__To be done__. List each line in the rows below that contains the word "outline".

__Data listing__.
···

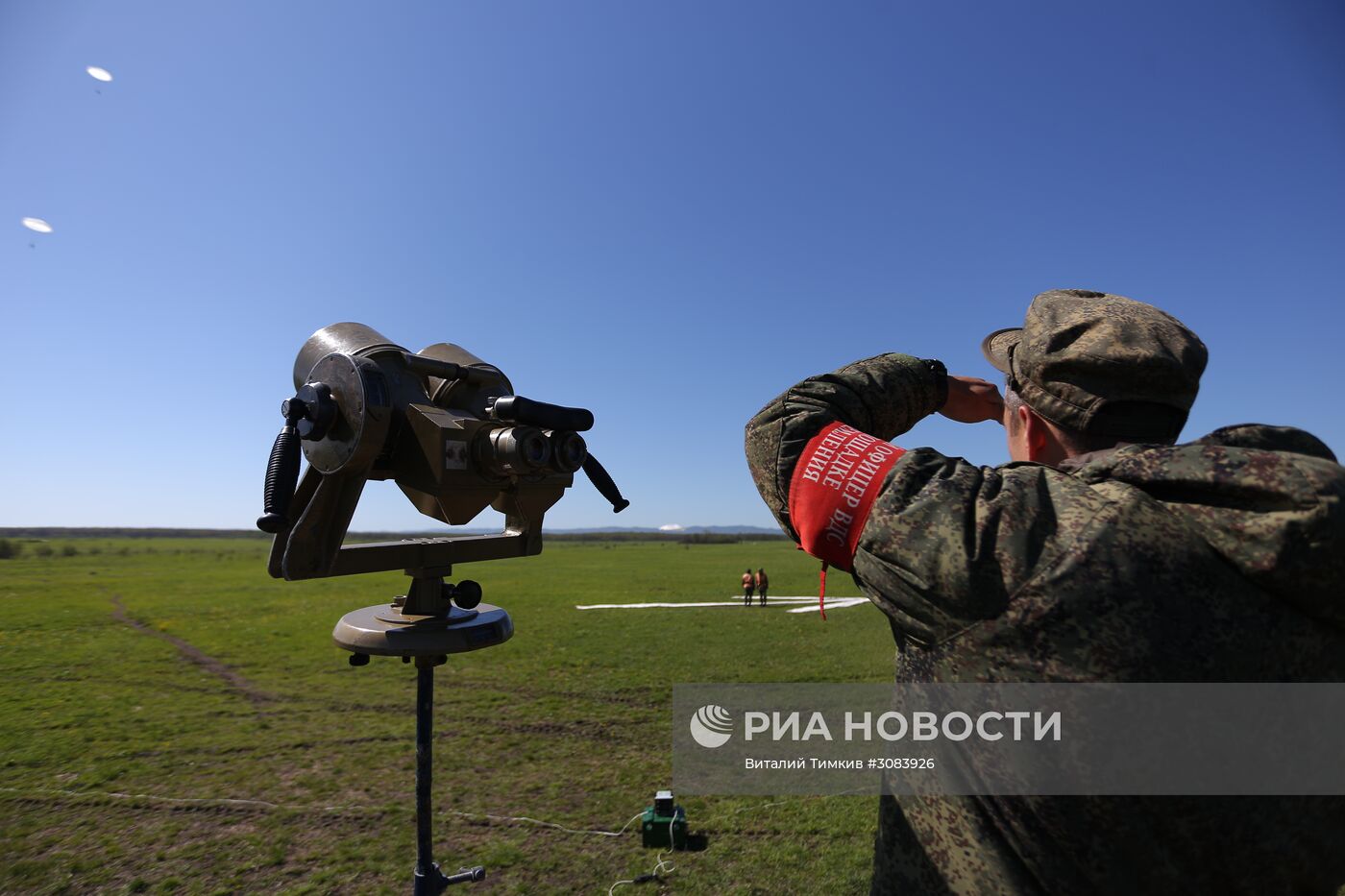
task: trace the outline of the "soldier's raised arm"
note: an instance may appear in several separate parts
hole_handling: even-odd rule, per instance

···

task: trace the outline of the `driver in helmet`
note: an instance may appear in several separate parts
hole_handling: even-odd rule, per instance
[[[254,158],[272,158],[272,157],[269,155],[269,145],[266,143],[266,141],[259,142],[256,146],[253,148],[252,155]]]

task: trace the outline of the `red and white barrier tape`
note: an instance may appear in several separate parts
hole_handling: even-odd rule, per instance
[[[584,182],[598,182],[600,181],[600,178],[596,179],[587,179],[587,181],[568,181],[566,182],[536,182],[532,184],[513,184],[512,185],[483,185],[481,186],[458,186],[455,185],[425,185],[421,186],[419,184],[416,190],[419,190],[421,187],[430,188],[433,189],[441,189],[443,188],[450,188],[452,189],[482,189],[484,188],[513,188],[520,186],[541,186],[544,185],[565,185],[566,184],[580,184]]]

···

__Full answer__.
task: trace the outline of the "soldier's raised arm"
task: trace the outline of the `driver in helmet`
task: trace the outline of the `red and white barrier tape`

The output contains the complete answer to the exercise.